◆ Given records:
───
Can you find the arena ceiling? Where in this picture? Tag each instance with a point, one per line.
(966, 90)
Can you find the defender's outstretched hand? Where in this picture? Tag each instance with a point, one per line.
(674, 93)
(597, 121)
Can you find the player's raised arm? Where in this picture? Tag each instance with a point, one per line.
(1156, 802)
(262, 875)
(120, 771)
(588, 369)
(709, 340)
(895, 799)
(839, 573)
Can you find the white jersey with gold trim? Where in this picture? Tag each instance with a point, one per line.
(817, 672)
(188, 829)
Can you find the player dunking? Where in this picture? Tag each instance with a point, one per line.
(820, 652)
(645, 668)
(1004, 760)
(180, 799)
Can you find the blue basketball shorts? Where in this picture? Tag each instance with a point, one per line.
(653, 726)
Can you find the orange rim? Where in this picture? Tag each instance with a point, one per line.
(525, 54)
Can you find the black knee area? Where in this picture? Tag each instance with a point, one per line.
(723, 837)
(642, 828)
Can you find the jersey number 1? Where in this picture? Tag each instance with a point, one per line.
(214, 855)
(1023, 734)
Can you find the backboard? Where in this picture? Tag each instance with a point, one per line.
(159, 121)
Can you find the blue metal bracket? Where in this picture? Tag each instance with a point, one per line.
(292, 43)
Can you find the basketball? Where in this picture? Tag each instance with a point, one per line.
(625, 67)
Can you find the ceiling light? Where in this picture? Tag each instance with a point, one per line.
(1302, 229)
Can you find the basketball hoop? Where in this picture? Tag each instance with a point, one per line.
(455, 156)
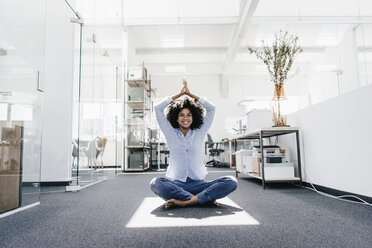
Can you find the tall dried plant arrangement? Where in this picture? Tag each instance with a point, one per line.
(278, 59)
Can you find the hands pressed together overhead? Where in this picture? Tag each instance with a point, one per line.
(185, 91)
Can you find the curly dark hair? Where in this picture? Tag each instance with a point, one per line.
(196, 109)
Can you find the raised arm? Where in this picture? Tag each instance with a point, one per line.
(164, 124)
(209, 107)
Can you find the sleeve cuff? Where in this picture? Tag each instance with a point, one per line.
(202, 100)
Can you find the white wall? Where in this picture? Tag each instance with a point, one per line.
(228, 111)
(336, 137)
(57, 120)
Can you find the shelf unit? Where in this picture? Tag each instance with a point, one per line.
(262, 133)
(137, 118)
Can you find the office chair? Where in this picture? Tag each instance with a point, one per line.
(214, 151)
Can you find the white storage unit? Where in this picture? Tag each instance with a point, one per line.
(276, 171)
(244, 161)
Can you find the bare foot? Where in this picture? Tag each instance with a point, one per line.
(212, 204)
(178, 203)
(174, 203)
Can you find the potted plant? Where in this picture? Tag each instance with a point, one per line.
(278, 59)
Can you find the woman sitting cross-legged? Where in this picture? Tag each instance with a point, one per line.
(185, 126)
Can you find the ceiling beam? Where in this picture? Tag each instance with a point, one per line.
(311, 19)
(210, 50)
(239, 32)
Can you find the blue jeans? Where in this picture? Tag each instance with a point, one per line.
(204, 190)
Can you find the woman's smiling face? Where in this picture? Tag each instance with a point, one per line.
(184, 118)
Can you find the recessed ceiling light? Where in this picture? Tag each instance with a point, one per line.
(175, 68)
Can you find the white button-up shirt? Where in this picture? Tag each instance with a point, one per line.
(185, 151)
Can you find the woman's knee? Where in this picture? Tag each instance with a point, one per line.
(157, 182)
(233, 183)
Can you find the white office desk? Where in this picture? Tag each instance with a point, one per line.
(268, 132)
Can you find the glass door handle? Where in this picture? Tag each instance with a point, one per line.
(38, 88)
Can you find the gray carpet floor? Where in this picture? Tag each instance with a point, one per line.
(96, 217)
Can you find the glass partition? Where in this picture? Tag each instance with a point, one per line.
(96, 110)
(22, 50)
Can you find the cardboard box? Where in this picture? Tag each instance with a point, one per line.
───
Format the data above as a Markdown table with the columns Number and Text, giving each line its own numbered row. Omit blank lines and leave the pictures out.

| Number | Text |
|---|---|
| 1 | Can you find the arena ceiling? Where in this picture? Tag each instance with a point, one per line. |
| 2 | (966, 90) |
| 3 | Can you find the defender's outstretched hand? Where in this picture? Tag each instance with a point, one per line. |
| 4 | (674, 93) |
| 5 | (597, 121) |
| 6 | Can you find the player's raised arm? Where in this picture? Tag each instance with a point, one per line. |
| 7 | (1156, 802) |
| 8 | (262, 875) |
| 9 | (120, 771) |
| 10 | (588, 369) |
| 11 | (709, 340) |
| 12 | (895, 799) |
| 13 | (839, 573) |
| 14 | Can you find the white jersey with gold trim? Where in this picture? Tag each instance with a point, one per line. |
| 15 | (817, 672) |
| 16 | (188, 829) |
| 17 | Can you find the player dunking? Where in this picture? Tag each instance with a point, one per line. |
| 18 | (820, 652) |
| 19 | (645, 668) |
| 20 | (1004, 760) |
| 21 | (180, 799) |
| 22 | Can you find the blue basketball shorts? Where in this picture? Tag each instance with a point, one per line. |
| 23 | (653, 726) |
| 24 | Can you find the orange rim? Where in this picture? Tag each instance with a point, one per line. |
| 25 | (525, 54) |
| 26 | Can you find the black knee area? Where in this picture? Tag each instance with a point, one per line. |
| 27 | (723, 837) |
| 28 | (642, 828) |
| 29 | Can you find the jersey number 1? Where in this picture? Tag each instance with a point, one per line. |
| 30 | (214, 855) |
| 31 | (1023, 734) |
| 32 | Can you find the backboard? Where in this picture? Tag each instance with a point, one per line. |
| 33 | (159, 121) |
| 34 | Can you find the blue metal bracket? Where in this picture? Tag each instance with a point, one per line. |
| 35 | (292, 43) |
| 36 | Can you find the basketball? Where in this picture? Tag each instance with a point, one per line. |
| 37 | (625, 67) |
| 38 | Can you find the ceiling light? Where in this picture? Tag each instance with a point, one per line. |
| 39 | (1302, 229) |
| 40 | Can you find the basketball hoop? Where in this picture? Tag each instance with a point, one per line. |
| 41 | (455, 156) |
| 42 | Can you find the tall dried plant arrangement? Where in this picture? Tag each instance with a point, one per line. |
| 43 | (278, 59) |
| 44 | Can you find the hands pressed together overhead? Where in this picture? Tag each instance with a point, one per line. |
| 45 | (185, 91) |
| 46 | Can you find the curly dark hair? Where in this picture? Tag each instance with a point, one per line. |
| 47 | (196, 109) |
| 48 | Can you find the raised arm? Where in this picture? Tag each instance with a point, one per line. |
| 49 | (164, 124) |
| 50 | (209, 107) |
| 51 | Can you find the sleeve cuff? Where in this picture? Tag each instance with a point, one per line. |
| 52 | (202, 100) |
| 53 | Can you find the white wall? Where in this picture? Tag each instance with a point, one per line. |
| 54 | (228, 111) |
| 55 | (336, 137) |
| 56 | (57, 120) |
| 57 | Can you find the shelf unit? Where in this picture? Tag each instance with a point, one per line. |
| 58 | (262, 133) |
| 59 | (137, 118) |
| 60 | Can you find the office chair? Where in this picture? Tag each instance with a point, one per line. |
| 61 | (214, 151) |
| 62 | Can you find the white storage unit? Where in this picture? Tag each instance with a point, one per line. |
| 63 | (276, 171) |
| 64 | (244, 161) |
| 65 | Can you find the bare foot? Where in this picture? Tag each instance with a point, one per line. |
| 66 | (212, 204) |
| 67 | (178, 203) |
| 68 | (174, 203) |
| 69 | Can you find the potted plant? Where in this picture? Tag each instance with a point, one per line. |
| 70 | (278, 59) |
| 71 | Can you find the woman sitting cross-legged? Where in this picture? Tag each instance with a point, one per line. |
| 72 | (185, 126) |
| 73 | Can you find the ceiling beam? Where in this picture? Tag each instance with a point, one per line. |
| 74 | (311, 19) |
| 75 | (210, 50) |
| 76 | (239, 32) |
| 77 | Can you find the blue jeans? Where in this picture? Tag each instance with a point, one per line. |
| 78 | (204, 190) |
| 79 | Can you find the woman's smiling face? Where in this picture? Tag each instance with a point, one per line. |
| 80 | (184, 118) |
| 81 | Can you find the recessed ceiling light? Where in this picture? Tag each instance with a point, one per line. |
| 82 | (175, 68) |
| 83 | Can you find the white button-up shirt? Where in this picture? Tag each instance with a point, one per line. |
| 84 | (185, 151) |
| 85 | Can you find the woman's knee? Where in this picture? Tag each instance with a point, one per line. |
| 86 | (157, 182) |
| 87 | (233, 183) |
| 88 | Can you find the white office desk? Where in this picture? Tag each instance with a point, one per line. |
| 89 | (268, 132) |
| 90 | Can you find the glass door handle? Where in this picture? Tag each instance with a point, one per line. |
| 91 | (38, 88) |
| 92 | Can you find the gray carpet floor? Where in this picture? Tag each instance with a point, one per line. |
| 93 | (96, 217) |
| 94 | Can you find the glass partition? Where in this picture? Tag each instance with a point, one per line. |
| 95 | (96, 110) |
| 96 | (22, 50) |
| 97 | Can you find the cardboard box? Where in this picture? Tag each instance with a point, one per line. |